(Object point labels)
[START]

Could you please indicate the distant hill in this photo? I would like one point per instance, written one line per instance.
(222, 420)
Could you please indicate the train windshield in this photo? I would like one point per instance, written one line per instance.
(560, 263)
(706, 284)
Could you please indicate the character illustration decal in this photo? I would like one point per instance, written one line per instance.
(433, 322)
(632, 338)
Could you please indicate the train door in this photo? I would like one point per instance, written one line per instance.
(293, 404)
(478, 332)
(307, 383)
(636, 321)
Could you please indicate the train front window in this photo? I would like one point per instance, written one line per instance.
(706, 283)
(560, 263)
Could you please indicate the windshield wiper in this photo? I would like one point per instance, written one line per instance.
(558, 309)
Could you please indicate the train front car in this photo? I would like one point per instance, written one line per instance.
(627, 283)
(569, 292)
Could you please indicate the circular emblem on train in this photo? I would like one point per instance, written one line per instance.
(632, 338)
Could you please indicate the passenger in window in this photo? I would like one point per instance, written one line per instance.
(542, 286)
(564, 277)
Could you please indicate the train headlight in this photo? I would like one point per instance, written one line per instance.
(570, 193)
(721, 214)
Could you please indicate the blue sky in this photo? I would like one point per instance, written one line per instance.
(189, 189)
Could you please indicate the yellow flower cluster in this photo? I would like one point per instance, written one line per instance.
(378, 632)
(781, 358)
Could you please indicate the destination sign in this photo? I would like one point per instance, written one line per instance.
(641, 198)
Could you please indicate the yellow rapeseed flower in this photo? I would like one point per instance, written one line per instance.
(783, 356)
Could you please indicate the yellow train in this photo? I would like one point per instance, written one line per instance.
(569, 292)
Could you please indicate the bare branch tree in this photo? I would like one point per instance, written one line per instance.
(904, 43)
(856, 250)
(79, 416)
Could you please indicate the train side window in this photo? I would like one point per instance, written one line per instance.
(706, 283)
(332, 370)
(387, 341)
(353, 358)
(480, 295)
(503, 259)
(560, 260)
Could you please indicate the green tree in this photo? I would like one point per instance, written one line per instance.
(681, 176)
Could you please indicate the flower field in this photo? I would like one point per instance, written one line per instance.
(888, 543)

[END]

What you are asked to do
Reproduce only the data from the line containing "Could you please indicate the bare" through the end of the data, switching "in this photo" to "in this image" and leaving everything else unchanged.

Result below
Could you please indicate the bare branch tree in this image? I would like one point per instance, written one line per instance.
(904, 43)
(856, 250)
(79, 416)
Could you please indicate the train side window in this image? I would like one point per instance, written one line per instance.
(706, 283)
(332, 370)
(387, 341)
(353, 358)
(480, 295)
(503, 259)
(560, 260)
Could you please indicate the green tree in this image? I would like one point per instance, written one line per instance.
(681, 176)
Could you please indicate the flower field in this image? I would like one point per instance, written one line per instance.
(888, 543)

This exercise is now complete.